== Task prompt ==
Update every item by swapping "innermost point" for "central point" wherever it appears, leaving everything else as it is.

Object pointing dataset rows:
++++++++++

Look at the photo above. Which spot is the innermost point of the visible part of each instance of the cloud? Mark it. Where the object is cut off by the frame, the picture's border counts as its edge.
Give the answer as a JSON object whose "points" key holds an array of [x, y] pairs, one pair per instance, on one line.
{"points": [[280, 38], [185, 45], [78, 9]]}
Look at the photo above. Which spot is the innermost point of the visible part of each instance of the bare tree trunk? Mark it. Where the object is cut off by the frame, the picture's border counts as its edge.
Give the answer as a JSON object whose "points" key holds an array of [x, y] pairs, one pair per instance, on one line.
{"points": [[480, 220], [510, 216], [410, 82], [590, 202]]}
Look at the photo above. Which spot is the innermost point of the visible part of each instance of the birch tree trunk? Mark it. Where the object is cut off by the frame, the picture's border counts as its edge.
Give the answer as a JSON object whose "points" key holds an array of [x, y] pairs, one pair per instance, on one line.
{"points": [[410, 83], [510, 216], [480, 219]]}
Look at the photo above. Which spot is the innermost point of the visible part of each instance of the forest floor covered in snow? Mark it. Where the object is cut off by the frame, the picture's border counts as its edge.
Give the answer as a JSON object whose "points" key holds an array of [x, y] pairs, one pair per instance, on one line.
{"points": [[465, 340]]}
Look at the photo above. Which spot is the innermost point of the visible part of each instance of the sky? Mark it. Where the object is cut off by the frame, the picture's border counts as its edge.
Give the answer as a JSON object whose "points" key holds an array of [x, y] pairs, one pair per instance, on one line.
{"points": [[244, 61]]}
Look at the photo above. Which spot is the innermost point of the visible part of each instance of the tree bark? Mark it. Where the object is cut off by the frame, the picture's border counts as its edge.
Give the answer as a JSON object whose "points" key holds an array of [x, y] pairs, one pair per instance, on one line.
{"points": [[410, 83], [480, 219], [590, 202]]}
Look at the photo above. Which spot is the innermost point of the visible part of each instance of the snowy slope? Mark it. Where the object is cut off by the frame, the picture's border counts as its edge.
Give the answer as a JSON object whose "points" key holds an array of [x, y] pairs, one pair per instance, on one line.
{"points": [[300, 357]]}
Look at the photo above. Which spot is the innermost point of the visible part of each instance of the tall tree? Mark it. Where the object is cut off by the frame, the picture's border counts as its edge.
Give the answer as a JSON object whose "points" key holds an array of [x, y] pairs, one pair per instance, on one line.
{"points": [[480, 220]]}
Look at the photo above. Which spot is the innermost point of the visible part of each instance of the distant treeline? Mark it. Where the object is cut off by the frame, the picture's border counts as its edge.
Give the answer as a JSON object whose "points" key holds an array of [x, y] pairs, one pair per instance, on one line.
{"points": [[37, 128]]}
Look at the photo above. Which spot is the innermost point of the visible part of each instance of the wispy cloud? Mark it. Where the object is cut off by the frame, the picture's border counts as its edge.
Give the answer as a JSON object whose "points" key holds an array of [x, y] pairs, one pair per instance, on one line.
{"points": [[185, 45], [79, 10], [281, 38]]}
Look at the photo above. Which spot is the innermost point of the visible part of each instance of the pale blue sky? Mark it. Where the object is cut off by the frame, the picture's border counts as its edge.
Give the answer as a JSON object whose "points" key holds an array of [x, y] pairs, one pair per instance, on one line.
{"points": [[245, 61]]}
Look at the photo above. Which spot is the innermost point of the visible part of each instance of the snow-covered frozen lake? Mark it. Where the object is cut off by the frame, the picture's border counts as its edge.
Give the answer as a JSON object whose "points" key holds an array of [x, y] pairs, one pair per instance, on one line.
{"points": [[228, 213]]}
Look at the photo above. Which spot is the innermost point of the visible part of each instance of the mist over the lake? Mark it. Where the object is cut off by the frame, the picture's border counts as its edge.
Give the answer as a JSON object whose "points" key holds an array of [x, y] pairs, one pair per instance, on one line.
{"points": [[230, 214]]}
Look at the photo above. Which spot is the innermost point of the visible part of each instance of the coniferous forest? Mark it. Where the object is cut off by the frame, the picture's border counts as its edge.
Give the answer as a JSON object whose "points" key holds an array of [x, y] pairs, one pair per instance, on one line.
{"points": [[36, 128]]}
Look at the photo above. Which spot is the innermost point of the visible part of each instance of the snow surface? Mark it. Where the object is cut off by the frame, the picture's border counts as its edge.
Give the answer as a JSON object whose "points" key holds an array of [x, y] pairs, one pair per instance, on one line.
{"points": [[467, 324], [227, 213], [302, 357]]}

++++++++++

== Written solution ==
Look at the photo above. Which spot is the central point of the visible part of each instance of the cloud? Mark it. Where the object is cut off by the frame, the picture's border counts as its edge.
Give the answer as a JSON object whose "points" key holds an array of [x, y] pairs, one pair per instance, on one line.
{"points": [[280, 38], [185, 45], [78, 9]]}
Look at the photo above. Which spot is the central point of the visible part of each instance of the bare tree trunk? Mark it. Where the object is cut off by the frame, the picture's border counts as its edge.
Give the answer as a JSON object whose "points" key holds an array of [x, y] pairs, one pair per instance, on one line.
{"points": [[480, 220], [510, 216], [410, 82], [590, 202]]}
Look at the photo above. Which spot is the central point of the visible part of each instance of the birch tree trunk? Mark it. Where the object is cut off by the frame, the picture's border counts as its edge.
Give the answer as a JSON object whose "points" key holds an array of [x, y] pairs, one pair per instance, on one line.
{"points": [[410, 83], [510, 216], [480, 219]]}
Look at the photo above. Which spot is the central point of the visible part of each instance of the forest floor covered in snow? Mark it. Where the object is cut off by the frame, the picture's border counts as its edge.
Give the answer as a JSON object whose "points" key holds an array of [x, y] pairs, one pair per instance, on one line.
{"points": [[465, 340]]}
Look at the photo above. Which spot is the central point of the visible part of each instance of the sky? Mark it. Where the object is cut off by the frame, the picture's border counts as its edge.
Give the answer as a JSON object whose "points" key holds an array of [x, y] pairs, one pair per instance, on one line.
{"points": [[244, 61]]}
Look at the photo above. Which spot is the central point of the visible part of each instance of the tree bark? Mark it. Where the object is cut off by the frame, the picture's border counts as its edge.
Give the answer as a JSON object whose "points" key holds an array of [x, y] pairs, one pair per instance, on one line.
{"points": [[410, 83], [480, 219], [590, 202]]}
Look at the photo above. Which spot is the central point of the visible part of each instance of the snowy slope? Mark it. Where the object is cut off by the frame, the picture's border counts as its edge.
Give the answer as a JSON object whose "points" key holds an array of [x, y] pairs, one pair per instance, on one line.
{"points": [[300, 357]]}
Look at the photo above. Which spot is the central point of the visible part of each instance of the tall tree? Mark it. Where the object is cut off by the frame, the picture's border counts as its edge.
Give the answer as a JSON object whose "points" key holds an array of [x, y] pairs, one pair per instance, on one line.
{"points": [[480, 220]]}
Look at the photo above. Which spot is the central point of the visible part of each instance of the distant treeline? Mark it. Where the object is cut off by the frame, the picture's border counts as its edge.
Give the answer as a JSON object whose "points" key holds an array of [x, y] pairs, one pair per instance, on one line.
{"points": [[37, 128]]}
Look at the photo above. Which spot is the central point of the visible part of each instance of the wispy cloud? Mark it. Where the object is cut off by the frame, the picture's border counts as its edge.
Give the answer as a JSON object whose "points" key holds an array of [x, y] pairs, one pair per instance, on one line.
{"points": [[185, 45], [79, 10], [281, 38]]}
Look at the photo above. Which spot is the central point of the visible part of each instance of the pale blue sky? Mark it. Where the object is cut off by the frame, the picture's border counts as its edge.
Give the answer as a JSON object whose "points" key holds an array of [x, y] pairs, one pair per instance, on one line.
{"points": [[245, 61]]}
Look at the photo above. Which spot is the central point of the visible part of each instance of the snow-covered frozen lake? Mark it. Where the object is cut off by the frame, the picture's border counts as its edge.
Give the answer as a JSON object whose "points" key holds an array of [x, y] pairs, one pair per instance, on one line.
{"points": [[228, 213]]}
Look at the photo above. Which spot is the central point of the visible part of each instance of the mist over the lake? Mark it. Where the object is cut off by the frame, the picture's border counts as its edge.
Give the answer as a JSON object whose "points" key holds an array of [x, y] pairs, one pair per instance, on one line.
{"points": [[230, 214]]}
Look at the photo above. Which spot is the central point of the visible part of each instance of the coniferous forest? Mark it. Where the object is cut off by the frame, the picture's border counts as its edge.
Give the answer as a JSON object whose "points" key holds an array of [x, y] pairs, one pair per instance, on one line.
{"points": [[36, 128]]}
Look at the photo above. Which spot is the central point of the visible part of each instance of the snow surface? Mark it. Where the object is cut off by the frame, the picture's border counts as its edge.
Give the answer as a JSON object whose "points" key holds an array of [x, y] pairs, one pair per instance, on one line.
{"points": [[467, 324], [227, 213], [302, 357]]}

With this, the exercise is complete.